Records in a dataset
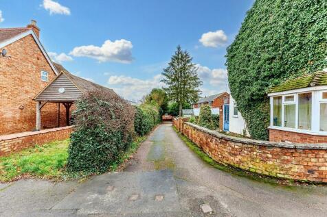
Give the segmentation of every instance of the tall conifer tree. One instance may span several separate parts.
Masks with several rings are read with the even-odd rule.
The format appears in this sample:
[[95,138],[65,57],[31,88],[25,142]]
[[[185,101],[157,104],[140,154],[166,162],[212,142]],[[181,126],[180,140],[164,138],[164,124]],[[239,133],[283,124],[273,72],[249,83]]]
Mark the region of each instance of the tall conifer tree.
[[192,62],[192,58],[181,46],[177,46],[168,66],[164,69],[162,82],[167,85],[164,90],[170,100],[176,101],[181,116],[183,104],[192,103],[199,99],[202,81],[198,77],[197,68]]

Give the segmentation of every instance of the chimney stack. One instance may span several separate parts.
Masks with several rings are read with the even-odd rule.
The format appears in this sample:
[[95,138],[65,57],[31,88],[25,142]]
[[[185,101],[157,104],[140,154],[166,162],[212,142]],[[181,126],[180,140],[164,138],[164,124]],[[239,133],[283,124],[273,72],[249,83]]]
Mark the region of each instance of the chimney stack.
[[40,29],[36,26],[36,21],[32,20],[31,23],[27,25],[27,28],[32,28],[38,38],[40,38]]

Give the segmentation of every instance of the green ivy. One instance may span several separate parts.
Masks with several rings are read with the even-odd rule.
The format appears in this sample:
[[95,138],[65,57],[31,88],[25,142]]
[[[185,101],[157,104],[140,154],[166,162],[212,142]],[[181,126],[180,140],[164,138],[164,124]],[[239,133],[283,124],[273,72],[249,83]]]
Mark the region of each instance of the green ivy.
[[231,94],[251,136],[268,139],[267,90],[326,66],[327,1],[256,0],[226,65]]

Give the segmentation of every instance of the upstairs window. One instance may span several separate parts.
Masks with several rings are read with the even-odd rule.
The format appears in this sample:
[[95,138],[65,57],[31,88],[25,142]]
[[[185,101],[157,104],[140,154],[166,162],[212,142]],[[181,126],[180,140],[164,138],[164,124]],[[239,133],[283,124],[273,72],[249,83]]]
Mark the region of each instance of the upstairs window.
[[41,81],[47,82],[47,73],[45,71],[41,71]]

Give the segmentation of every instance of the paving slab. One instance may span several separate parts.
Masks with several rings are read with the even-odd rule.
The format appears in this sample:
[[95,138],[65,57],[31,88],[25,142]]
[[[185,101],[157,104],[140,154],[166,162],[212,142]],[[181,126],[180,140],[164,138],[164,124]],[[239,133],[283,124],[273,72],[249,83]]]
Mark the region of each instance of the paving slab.
[[[109,186],[115,186],[115,190],[108,192]],[[165,192],[165,200],[156,203],[153,199],[161,192]],[[97,176],[83,183],[52,209],[76,209],[78,214],[81,214],[181,211],[176,181],[169,170],[108,173]]]

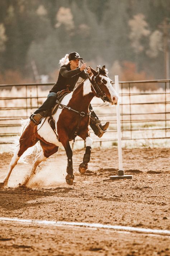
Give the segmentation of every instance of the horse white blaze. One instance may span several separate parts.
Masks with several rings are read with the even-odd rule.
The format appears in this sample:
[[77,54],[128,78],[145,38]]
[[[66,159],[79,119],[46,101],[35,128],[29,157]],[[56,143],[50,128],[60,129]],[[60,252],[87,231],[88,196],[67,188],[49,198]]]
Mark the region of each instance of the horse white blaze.
[[[118,96],[117,93],[113,88],[112,85],[112,84],[110,82],[112,82],[112,80],[107,76],[101,76],[101,77],[102,79],[106,80],[107,81],[107,83],[105,85],[107,87],[110,95],[110,98],[112,100],[111,104],[114,105],[115,103],[117,103],[118,99]],[[102,79],[101,79],[101,80],[102,80]]]
[[90,137],[87,137],[86,139],[86,146],[91,147],[93,140]]
[[[65,97],[61,101],[61,103],[63,104],[63,105],[67,105],[72,97],[72,93],[73,93],[72,92],[66,95]],[[53,116],[53,118],[56,122],[56,129],[57,134],[58,134],[57,122],[58,120],[62,110],[63,109],[62,108],[58,108],[57,111]],[[38,133],[41,138],[43,138],[47,142],[51,143],[58,147],[62,146],[62,144],[58,141],[57,139],[57,136],[52,131],[51,127],[49,125],[48,122],[48,117],[46,118],[43,125],[39,130],[38,131]],[[44,119],[43,119],[41,122],[41,123],[38,125],[37,126],[37,130],[41,127],[44,121]]]

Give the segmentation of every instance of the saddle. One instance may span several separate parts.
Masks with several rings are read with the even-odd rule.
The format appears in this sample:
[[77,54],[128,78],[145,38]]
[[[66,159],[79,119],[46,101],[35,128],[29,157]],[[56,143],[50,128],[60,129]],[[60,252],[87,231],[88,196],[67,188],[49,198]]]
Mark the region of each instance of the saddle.
[[57,135],[57,139],[58,138],[56,133],[55,120],[53,119],[52,116],[56,113],[57,110],[58,109],[59,106],[59,103],[61,102],[64,97],[66,95],[68,94],[71,92],[71,91],[69,90],[69,87],[70,85],[67,85],[66,86],[67,89],[62,90],[62,91],[58,91],[58,93],[57,93],[57,98],[56,99],[56,104],[54,105],[54,107],[50,111],[49,114],[49,117],[48,120],[48,121],[53,131]]

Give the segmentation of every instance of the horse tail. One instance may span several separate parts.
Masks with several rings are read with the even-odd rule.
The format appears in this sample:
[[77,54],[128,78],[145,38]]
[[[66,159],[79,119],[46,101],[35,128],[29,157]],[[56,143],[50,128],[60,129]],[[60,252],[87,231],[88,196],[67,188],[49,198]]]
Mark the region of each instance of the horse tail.
[[[15,151],[18,150],[18,147],[20,146],[20,143],[24,143],[24,140],[23,140],[23,142],[22,141],[20,143],[20,138],[22,134],[23,134],[25,130],[25,129],[28,127],[30,121],[29,118],[28,118],[25,120],[23,119],[21,120],[21,127],[19,132],[20,136],[19,138],[14,140],[14,143],[15,147],[13,150],[12,150],[13,153],[14,153]],[[40,152],[41,151],[41,147],[40,145],[40,143],[39,143],[39,142],[38,141],[34,146],[28,148],[24,152],[19,158],[18,162],[27,163],[27,158],[29,156],[30,156],[34,152],[36,152],[36,154],[37,154],[38,152]]]

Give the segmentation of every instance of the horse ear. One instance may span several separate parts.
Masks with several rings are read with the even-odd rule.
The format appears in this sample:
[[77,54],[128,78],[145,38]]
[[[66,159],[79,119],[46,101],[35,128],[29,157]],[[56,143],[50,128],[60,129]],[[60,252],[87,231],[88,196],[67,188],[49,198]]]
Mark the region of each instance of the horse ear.
[[90,66],[89,67],[91,72],[93,73],[94,76],[97,76],[97,75],[98,75],[98,73],[97,72],[97,71],[96,71],[93,68],[91,68],[91,67],[90,67]]

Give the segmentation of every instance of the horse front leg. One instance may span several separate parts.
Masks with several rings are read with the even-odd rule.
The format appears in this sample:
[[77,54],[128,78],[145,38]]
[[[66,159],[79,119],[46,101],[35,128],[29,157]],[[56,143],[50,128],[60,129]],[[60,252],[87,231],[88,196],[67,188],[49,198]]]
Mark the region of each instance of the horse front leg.
[[79,171],[80,173],[84,174],[88,168],[88,163],[90,159],[90,154],[93,140],[90,137],[87,137],[85,139],[86,151],[83,157],[83,162],[80,163],[79,168]]
[[69,142],[67,143],[66,148],[65,149],[67,156],[67,166],[66,172],[68,174],[66,177],[66,180],[67,184],[69,185],[72,185],[73,181],[74,179],[72,166],[72,151]]

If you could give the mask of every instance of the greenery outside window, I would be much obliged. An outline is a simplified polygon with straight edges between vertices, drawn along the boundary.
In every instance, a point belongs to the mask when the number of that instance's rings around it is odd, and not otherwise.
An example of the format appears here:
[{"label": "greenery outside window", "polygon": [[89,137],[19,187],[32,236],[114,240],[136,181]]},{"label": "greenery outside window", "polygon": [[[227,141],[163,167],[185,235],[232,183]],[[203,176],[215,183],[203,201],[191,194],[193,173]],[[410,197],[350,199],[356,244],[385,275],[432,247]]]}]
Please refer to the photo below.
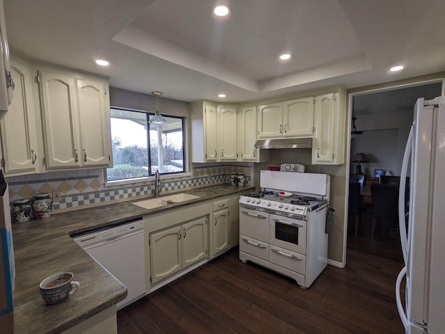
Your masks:
[{"label": "greenery outside window", "polygon": [[113,167],[107,181],[184,173],[184,118],[163,115],[167,124],[149,123],[154,113],[111,108]]}]

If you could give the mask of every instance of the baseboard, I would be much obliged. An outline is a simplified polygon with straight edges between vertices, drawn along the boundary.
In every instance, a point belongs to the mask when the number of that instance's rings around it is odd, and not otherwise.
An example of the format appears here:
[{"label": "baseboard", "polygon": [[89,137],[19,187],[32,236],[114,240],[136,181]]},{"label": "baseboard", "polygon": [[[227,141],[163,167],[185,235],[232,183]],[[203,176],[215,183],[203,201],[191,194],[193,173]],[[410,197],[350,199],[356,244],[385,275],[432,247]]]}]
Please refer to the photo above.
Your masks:
[{"label": "baseboard", "polygon": [[344,268],[345,266],[343,265],[343,263],[339,262],[338,261],[334,261],[333,260],[327,259],[327,264],[331,266],[337,267],[337,268]]}]

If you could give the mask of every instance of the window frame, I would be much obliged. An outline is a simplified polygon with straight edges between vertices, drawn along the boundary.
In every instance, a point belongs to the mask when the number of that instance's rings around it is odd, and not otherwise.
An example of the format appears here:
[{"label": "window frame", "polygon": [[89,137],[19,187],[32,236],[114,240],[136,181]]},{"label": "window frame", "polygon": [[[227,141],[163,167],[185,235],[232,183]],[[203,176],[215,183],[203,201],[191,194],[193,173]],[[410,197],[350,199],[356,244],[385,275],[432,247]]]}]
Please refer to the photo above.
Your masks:
[{"label": "window frame", "polygon": [[[150,116],[154,116],[155,113],[152,111],[147,111],[146,110],[140,110],[140,109],[134,109],[131,108],[125,108],[122,106],[110,106],[110,109],[115,110],[122,110],[125,111],[131,111],[131,112],[137,112],[137,113],[143,113],[146,114],[146,118],[147,120],[149,120]],[[181,177],[190,177],[191,176],[191,173],[188,171],[188,164],[187,159],[187,152],[188,150],[186,148],[188,147],[188,143],[186,143],[187,135],[186,135],[186,117],[177,116],[177,115],[168,115],[166,113],[163,113],[162,116],[163,117],[170,118],[177,118],[178,120],[181,120],[181,132],[182,132],[182,161],[183,161],[183,167],[184,170],[179,172],[172,172],[172,173],[160,173],[160,178],[161,179],[170,179],[170,178],[177,178]],[[110,116],[110,118],[112,116]],[[113,139],[111,136],[111,129],[110,129],[110,134],[111,141],[111,146],[113,145]],[[149,181],[154,180],[155,178],[154,173],[152,173],[152,146],[150,145],[150,129],[149,126],[147,129],[147,150],[148,154],[148,176],[144,176],[140,177],[132,177],[128,179],[120,179],[120,180],[108,180],[107,178],[107,169],[104,168],[104,184],[106,186],[119,186],[119,185],[125,185],[125,184],[134,184],[139,183],[144,183]],[[113,154],[113,152],[111,152]],[[114,159],[113,159],[114,160]],[[113,163],[114,165],[114,163]]]}]

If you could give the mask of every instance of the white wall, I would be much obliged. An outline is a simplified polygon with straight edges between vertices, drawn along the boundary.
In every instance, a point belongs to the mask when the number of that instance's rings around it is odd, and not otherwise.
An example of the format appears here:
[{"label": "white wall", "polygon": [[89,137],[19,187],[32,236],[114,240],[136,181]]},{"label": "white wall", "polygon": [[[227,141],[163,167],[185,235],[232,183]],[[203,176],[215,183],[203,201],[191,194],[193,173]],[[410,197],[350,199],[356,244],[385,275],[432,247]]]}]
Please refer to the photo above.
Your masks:
[{"label": "white wall", "polygon": [[[362,134],[351,139],[351,160],[357,152],[365,154],[368,163],[362,164],[362,171],[368,177],[376,168],[400,175],[406,140],[412,123],[413,111],[379,113],[357,117],[356,126]],[[357,164],[351,162],[355,173]]]}]

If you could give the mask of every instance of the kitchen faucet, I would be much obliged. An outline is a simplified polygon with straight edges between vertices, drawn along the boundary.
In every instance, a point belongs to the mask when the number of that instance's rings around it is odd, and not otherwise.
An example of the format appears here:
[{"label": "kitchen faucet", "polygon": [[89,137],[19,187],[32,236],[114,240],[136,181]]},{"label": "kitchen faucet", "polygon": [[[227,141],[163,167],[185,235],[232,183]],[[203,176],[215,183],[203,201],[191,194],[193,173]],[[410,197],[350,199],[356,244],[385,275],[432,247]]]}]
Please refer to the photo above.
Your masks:
[{"label": "kitchen faucet", "polygon": [[161,179],[159,178],[159,170],[156,169],[154,173],[154,196],[156,197],[159,196],[162,184],[161,184]]}]

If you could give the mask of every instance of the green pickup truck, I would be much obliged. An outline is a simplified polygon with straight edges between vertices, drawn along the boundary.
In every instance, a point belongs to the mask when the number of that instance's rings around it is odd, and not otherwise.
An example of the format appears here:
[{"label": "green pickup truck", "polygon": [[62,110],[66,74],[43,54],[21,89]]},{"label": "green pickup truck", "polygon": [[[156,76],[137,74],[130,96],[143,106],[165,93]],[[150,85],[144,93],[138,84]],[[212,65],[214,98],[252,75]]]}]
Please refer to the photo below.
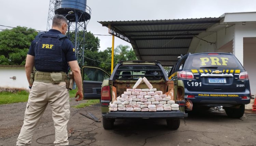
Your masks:
[{"label": "green pickup truck", "polygon": [[[100,99],[102,123],[105,129],[113,129],[116,119],[132,118],[136,120],[154,118],[165,119],[169,129],[176,129],[180,126],[180,118],[188,116],[185,112],[185,102],[182,97],[184,93],[183,83],[169,81],[160,62],[138,60],[120,61],[111,75],[103,70],[94,67],[84,66],[82,72],[84,98]],[[138,79],[144,77],[147,79],[153,88],[162,91],[163,94],[173,89],[174,100],[179,105],[179,110],[110,111],[110,104],[113,103],[113,98],[116,99],[121,95],[127,89],[132,89]],[[148,87],[142,82],[137,88]]]}]

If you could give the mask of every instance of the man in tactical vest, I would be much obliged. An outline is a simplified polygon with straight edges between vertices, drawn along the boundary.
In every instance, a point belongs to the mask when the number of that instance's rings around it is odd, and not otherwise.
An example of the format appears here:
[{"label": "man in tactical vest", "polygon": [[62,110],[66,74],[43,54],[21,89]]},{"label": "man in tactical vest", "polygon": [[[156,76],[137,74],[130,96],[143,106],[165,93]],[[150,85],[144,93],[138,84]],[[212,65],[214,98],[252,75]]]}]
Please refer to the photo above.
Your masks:
[{"label": "man in tactical vest", "polygon": [[[46,33],[39,33],[31,43],[25,66],[31,91],[17,146],[31,144],[34,130],[48,104],[55,129],[54,143],[55,146],[69,144],[67,126],[70,113],[66,83],[69,65],[78,88],[75,97],[79,98],[76,100],[82,100],[83,96],[75,49],[65,35],[68,27],[66,18],[56,15],[53,19],[52,29]],[[31,74],[34,66],[37,71]]]}]

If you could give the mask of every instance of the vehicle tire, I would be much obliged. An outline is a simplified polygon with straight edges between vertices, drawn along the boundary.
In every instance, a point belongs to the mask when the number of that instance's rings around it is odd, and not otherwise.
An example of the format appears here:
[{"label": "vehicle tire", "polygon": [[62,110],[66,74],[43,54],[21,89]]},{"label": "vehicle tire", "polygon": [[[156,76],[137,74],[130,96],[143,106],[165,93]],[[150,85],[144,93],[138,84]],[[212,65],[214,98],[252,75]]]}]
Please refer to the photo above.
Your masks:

◆ **What you have to do**:
Rewrite the lines from the line with "Give the segmentation of every instance of the horse white" to the line with "Mark the region of each instance of the horse white", replacing "instance" with "occurrence" throughout and leaving everything else unchanged.

◆ **Exercise solution**:
Give the segmentation of every occurrence of the horse white blaze. One occurrence may span several separate parts.
Masks with several rings are read with the even-odd rule.
The format appears in this sample:
[[77,54],[128,78],[145,38]]
[[[66,159],[79,119],[46,101],[35,128],[29,157]],[[56,143],[50,128],[60,129]],[[60,252],[87,231],[88,196],[67,188],[49,198]]]
Mark the region of each occurrence of the horse white blaze.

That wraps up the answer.